• [Records supplied]:

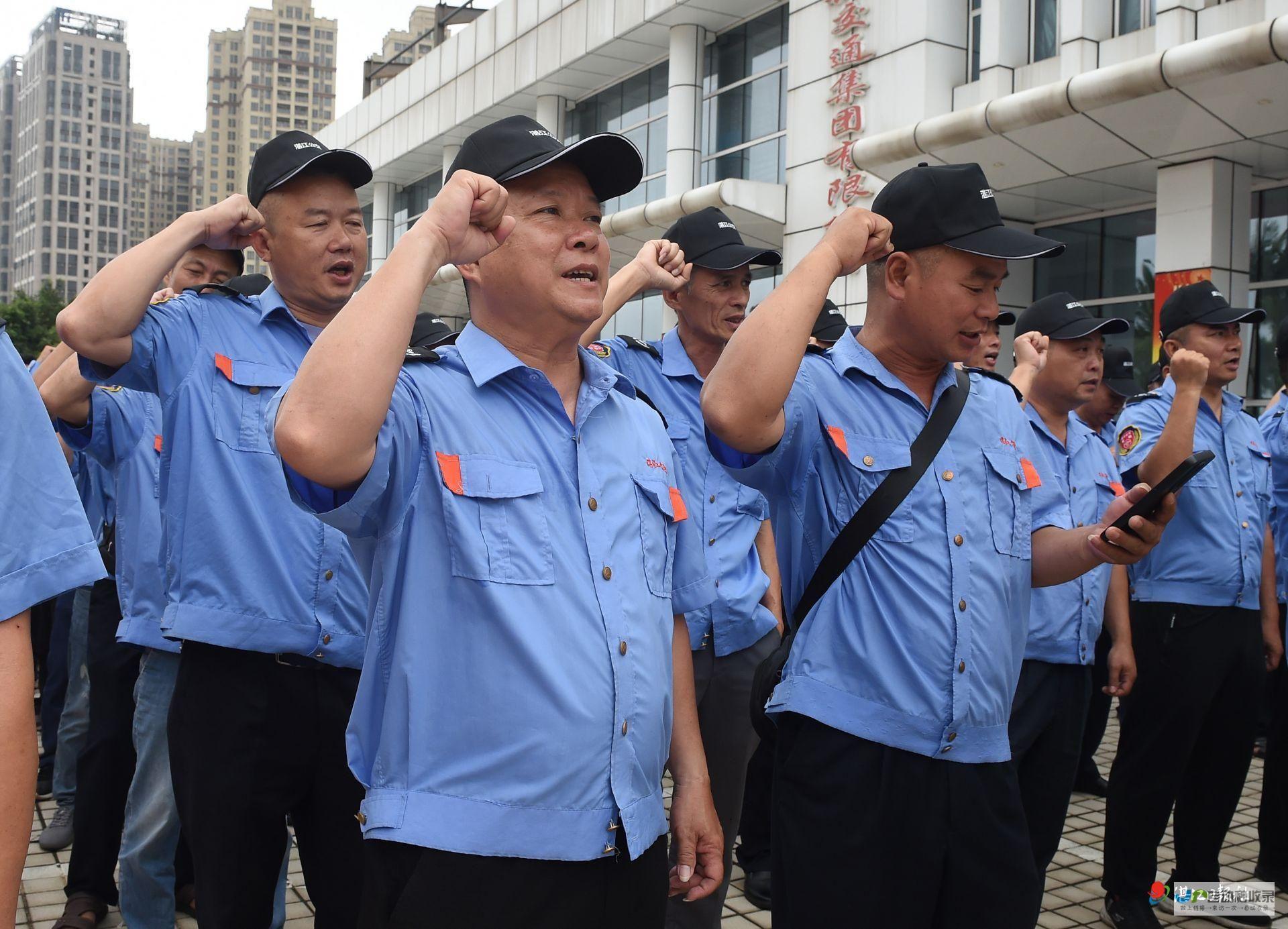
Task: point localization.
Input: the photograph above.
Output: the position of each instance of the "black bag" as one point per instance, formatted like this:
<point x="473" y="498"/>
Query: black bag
<point x="875" y="510"/>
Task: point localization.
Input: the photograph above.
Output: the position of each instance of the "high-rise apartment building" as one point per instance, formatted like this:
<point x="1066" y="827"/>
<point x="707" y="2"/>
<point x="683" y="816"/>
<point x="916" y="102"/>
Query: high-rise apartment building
<point x="11" y="74"/>
<point x="274" y="74"/>
<point x="160" y="182"/>
<point x="70" y="191"/>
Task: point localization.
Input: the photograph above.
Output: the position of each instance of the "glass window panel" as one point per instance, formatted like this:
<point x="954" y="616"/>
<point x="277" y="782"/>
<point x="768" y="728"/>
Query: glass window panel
<point x="1264" y="378"/>
<point x="635" y="93"/>
<point x="1045" y="29"/>
<point x="656" y="160"/>
<point x="1077" y="270"/>
<point x="1128" y="254"/>
<point x="1271" y="260"/>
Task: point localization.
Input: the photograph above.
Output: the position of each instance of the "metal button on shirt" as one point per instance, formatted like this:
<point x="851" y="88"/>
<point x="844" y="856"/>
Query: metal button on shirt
<point x="522" y="731"/>
<point x="883" y="670"/>
<point x="222" y="486"/>
<point x="1069" y="614"/>
<point x="1211" y="553"/>
<point x="123" y="436"/>
<point x="732" y="514"/>
<point x="46" y="541"/>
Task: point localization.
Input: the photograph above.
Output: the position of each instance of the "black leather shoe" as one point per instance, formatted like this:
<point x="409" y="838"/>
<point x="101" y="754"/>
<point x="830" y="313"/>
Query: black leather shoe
<point x="1091" y="783"/>
<point x="755" y="887"/>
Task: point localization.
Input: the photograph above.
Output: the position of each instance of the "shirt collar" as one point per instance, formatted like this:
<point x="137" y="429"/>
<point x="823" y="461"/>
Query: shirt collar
<point x="486" y="358"/>
<point x="848" y="355"/>
<point x="676" y="361"/>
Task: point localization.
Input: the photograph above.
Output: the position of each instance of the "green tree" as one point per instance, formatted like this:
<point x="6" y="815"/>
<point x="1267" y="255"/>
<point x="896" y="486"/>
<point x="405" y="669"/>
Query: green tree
<point x="32" y="320"/>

• [Task details]: Keep the pictures out and write out the records exactly.

• [Response]:
Task: point localization.
Input: the photograph above.
Output: the position of each instance of the "black bag" as one point per instance, formatted like this:
<point x="473" y="498"/>
Query: black bag
<point x="875" y="510"/>
Task: point localization.
Input: the photograph above.
Output: the position of each instance of the "high-rise apartment building" as one point per instance, formatted like this:
<point x="1066" y="827"/>
<point x="707" y="2"/>
<point x="683" y="816"/>
<point x="916" y="102"/>
Query: high-rise apartment building
<point x="11" y="74"/>
<point x="274" y="74"/>
<point x="160" y="182"/>
<point x="70" y="191"/>
Task: point localization.
Input: the photograph above.
Output: the position of each instance of the "glass window panel" as one point per instance, formatted like this:
<point x="954" y="616"/>
<point x="277" y="782"/>
<point x="768" y="728"/>
Query: glass window panel
<point x="1264" y="378"/>
<point x="635" y="93"/>
<point x="1045" y="29"/>
<point x="656" y="160"/>
<point x="1077" y="270"/>
<point x="1128" y="254"/>
<point x="1271" y="260"/>
Task: point localization.
Input: the photograph above.
Output: the position of each instance of the "metal button on shirt" as one point per instance, formatted like this:
<point x="851" y="88"/>
<point x="844" y="856"/>
Query: metal button on shirt
<point x="522" y="731"/>
<point x="883" y="670"/>
<point x="222" y="486"/>
<point x="1069" y="614"/>
<point x="1211" y="553"/>
<point x="123" y="436"/>
<point x="732" y="514"/>
<point x="46" y="541"/>
Task: point localization.
Input: the photograph above.
Output: the position of each instance of the "black leather shoe" as one point per instance, formatted like this:
<point x="409" y="838"/>
<point x="101" y="754"/>
<point x="830" y="313"/>
Query: black leather shoe
<point x="1091" y="783"/>
<point x="755" y="887"/>
Task: point localization.
Input: the photograph above.
Output: the position of each instance of the "shirt collar" as one point per instance, formatted like this:
<point x="137" y="429"/>
<point x="823" y="461"/>
Query: shirt collar
<point x="486" y="358"/>
<point x="848" y="355"/>
<point x="676" y="361"/>
Task: point localization.
Input: the photograph above.
Output: the position of each instance of the "green tree" as one point per instance, formatted like this:
<point x="6" y="815"/>
<point x="1267" y="255"/>
<point x="896" y="486"/>
<point x="405" y="669"/>
Query: green tree
<point x="32" y="320"/>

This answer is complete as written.